Drogen wird es in Zukunft auch viele geben, doch werden Erinnerungen dazu gehören? Wird es Händler für diese Art von Droge geben und könnte sie auch für das Wohl der Menschheit eingesetzt werden? Mit Remember Me schicken die Entwickler von Dontnod Entertainment eine kleine Videospielperle in den Ring, welche sich mit dieser Thematik beschäftigt. Mit einem einzigartigen Design und Erinnerungsmanipulationen machten die Trailer Lust auf mehr und nun muss sich zeigen, ob Remember Me auch zum Ende der Konsolengeneration Videospieler aller Länder überzeugen kann.
= = = = = = =
* [ZU ERLEDIGEN]
(1) Gib aus dem Auszug über Remember Me den Abschnitt zwischen „Drogen wird es“ und „Länder überzeugen kann.“ einschließlich wortgetreu wieder.
(2) Wer hat laut dem Auszug über Remember Me das Spiel entwickelt?
Das Material hat mit dem Auszug über Remember Me nichts zu tun.

* [ERFASSTE DATEN]
= = = = = = =
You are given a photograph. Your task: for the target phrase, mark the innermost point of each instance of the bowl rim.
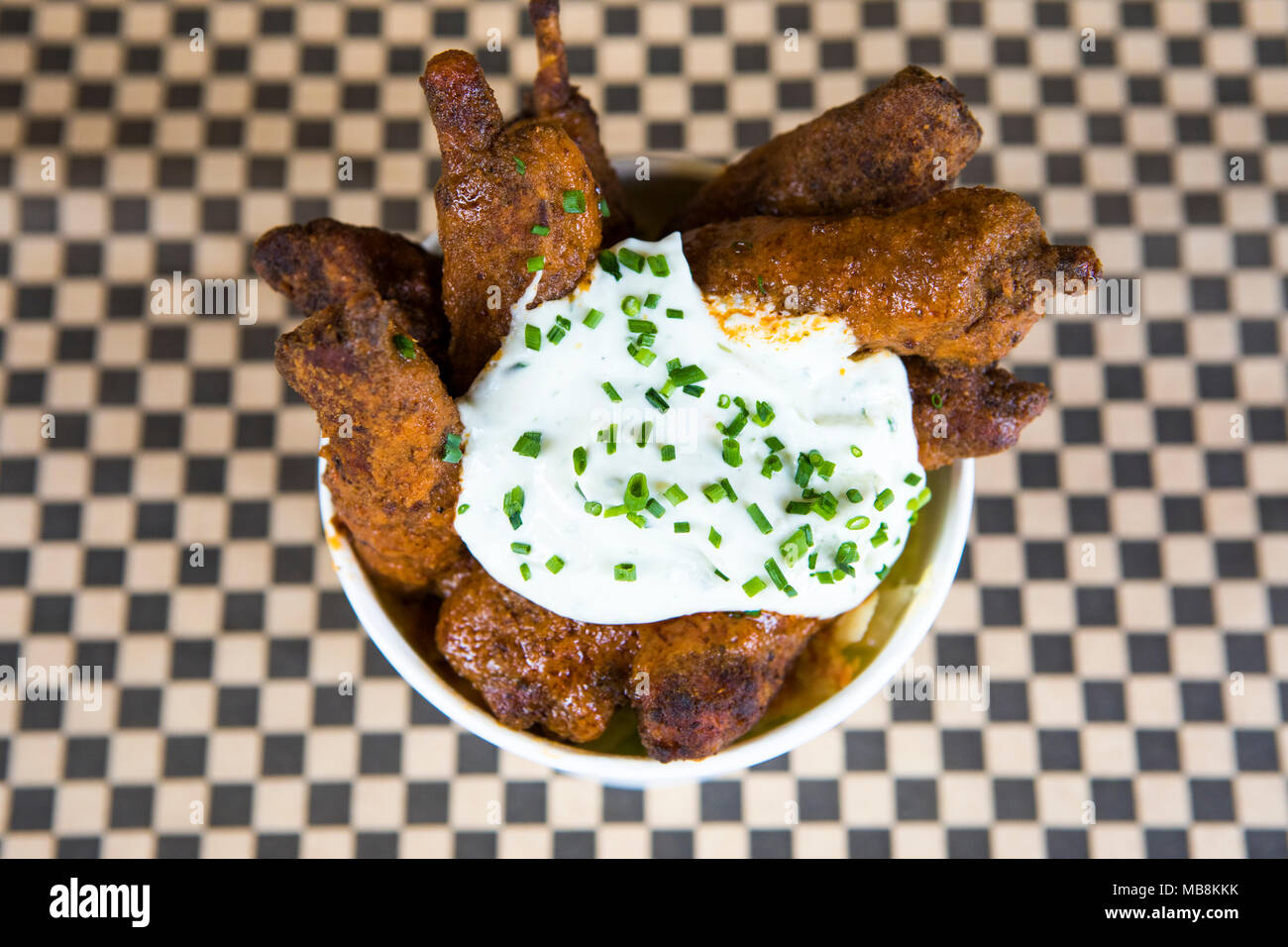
(636, 772)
= = = = = = =
* [ANTWORTEN JE AUFGABE]
(1)
Drogen wird es in Zukunft auch viele geben, doch werden Erinnerungen dazu gehören? Wird es Händler für diese Art von Droge geben und könnte sie auch für das Wohl der Menschheit eingesetzt werden? Mit Remember Me schicken die Entwickler von Dontnod Entertainment eine kleine Videospielperle in den Ring, welche sich mit dieser Thematik beschäftigt. Mit einem einzigartigen Design und Erinnerungsmanipulationen machten die Trailer Lust auf mehr und nun muss sich zeigen, ob Remember Me auch zum Ende der Konsolengeneration Videospieler aller Länder überzeugen kann.

(2) Die Entwickler von Dontnod Entertainment.